*TEXT SECTION*:
>> begin

Emerald Group Publishing Limited
Copyright © 2011, Emerald Group Publishing Limited
Article Type: Editorial From: International Marketing Review, Volume 28, Issue 5.
Country of origin (COO) has become something of a hot topic for international marketing researchers in recent years, and it shows little sign of abating in popularity. The International Marketing Review receives a high number of paper submissions that deal with the COO topic, and in recent years, has published many of these, has devoted two special issues to the topic of COO (volume 25, issue 4, 2008 and volume 27, issue 4, 2010), and has bestowed a best paper award to a manuscript addressing an important COO-related issue (see Riefler and Diamantopoulos, 2007). However, recent contributions to the COO literature have thrown up some criticism of the prevailing research approaches used in the COO field, arguing that COO may not be that important after all (e.g. Samiee et al., 2005), and to ask whether COO researchers are getting it wrong in their methods and in the kinds of questions that they are seeking to answer (Samiee, 2009).
The first paper in this issue, by Magnusson, Westjohn and Zdravkovic, addresses these concerns head on. The authors argue that consumers’ perceptions of the country that they perceive a brand to originate from affect their attitudes towards the brand, regardless of whether these perceptions of brand origin are accurate, and that this has implications for managers who may need to manage COO image within their broader marketing strategy. Magnusson et al.'s purpose here, in addition to providing guidance to marketing managers, is to confirm COO as an important research domain.
The paper by Samiee is written as a direct response to Magnusson et al.'s contribution. Samiee argues that much of the research undertaken into origin issues is athreoretic, is unimportant, and lacks managerial relevance. As an alternative, Samiee suggests that the notion of Brand Origin (BO) is a more valid issue in terms of managerial importance, overcoming many of the weaknesses that COO poses. Samiee goes on to argue that the big question that researchers need to focus on now is whether COO or BO actually influence consumers’ behaviour, and reflect on the kinds of research design that are needed to generate valid insights into COO/BO issues.
Usunier also writes his paper as a direct response to Magnusson et al.'s paper. Usunier likewise believes that researchers should refocus on the issue of brand origin, and its associated notions, such as country of brand, brand origin recognition accuracy (BORA), and confidence in brand origin assessment, and argues that this shift should occur at the expense of traditional COO notions such as country of manufacture and country of design. Usunier is concerned that the Magnusson et al. paper overlooks or downplays the brand origin questions that are so important. The paper concludes with the observation that future research must investigate the causes of BORA.

>> end

*SUPPLIED DATA*:
>> begin

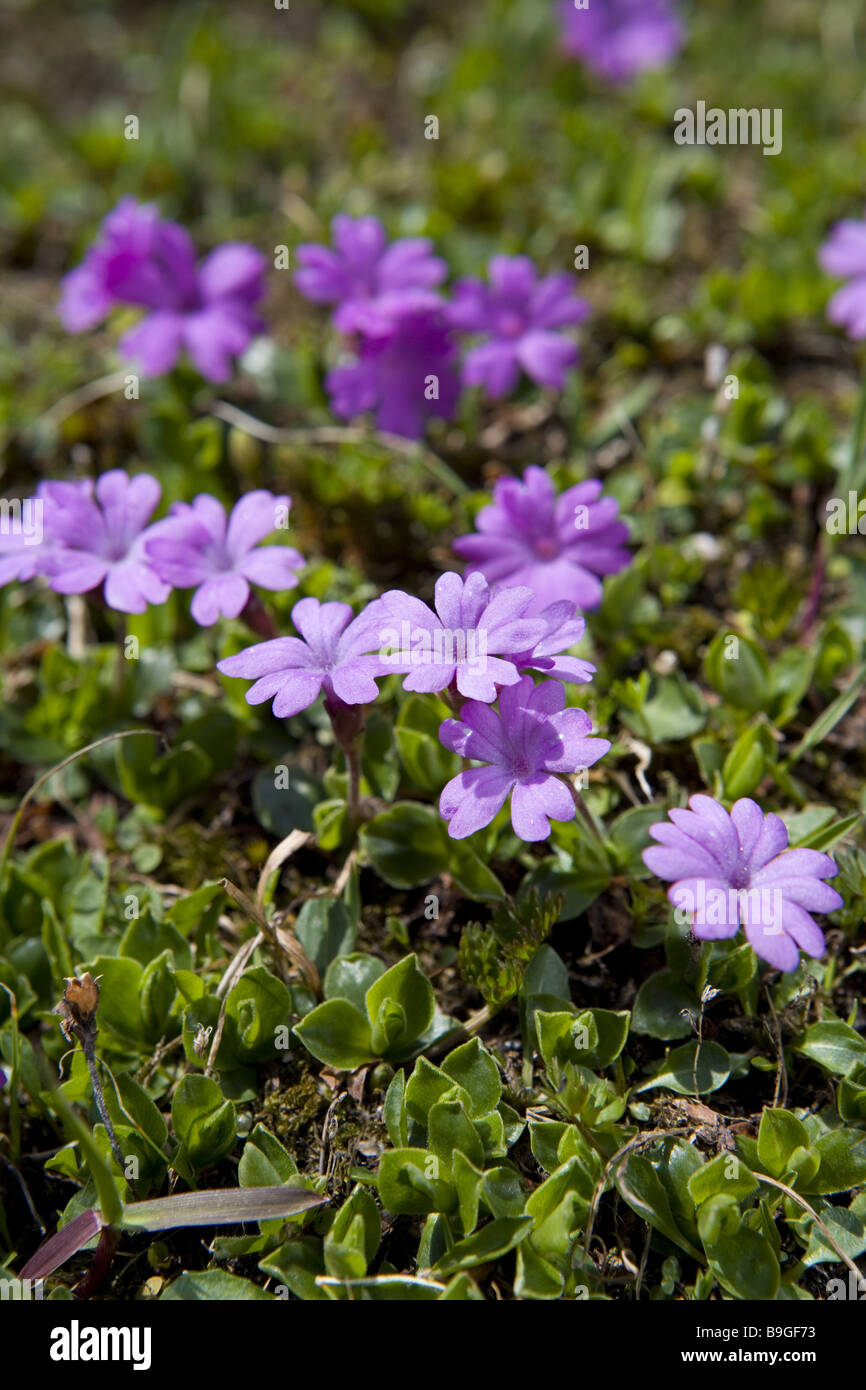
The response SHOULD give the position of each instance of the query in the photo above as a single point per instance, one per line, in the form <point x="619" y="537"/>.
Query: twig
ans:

>> end

*GIVEN PROBLEM*:
Retype the editorial, starting with "The paper by" and going on through "into COO/BO issues.". Rely only on the editorial for what comes next.

*OUTPUT OF THE TASK*:
The paper by Samiee is written as a direct response to Magnusson et al.'s contribution. Samiee argues that much of the research undertaken into origin issues is athreoretic, is unimportant, and lacks managerial relevance. As an alternative, Samiee suggests that the notion of Brand Origin (BO) is a more valid issue in terms of managerial importance, overcoming many of the weaknesses that COO poses. Samiee goes on to argue that the big question that researchers need to focus on now is whether COO or BO actually influence consumers’ behaviour, and reflect on the kinds of research design that are needed to generate valid insights into COO/BO issues.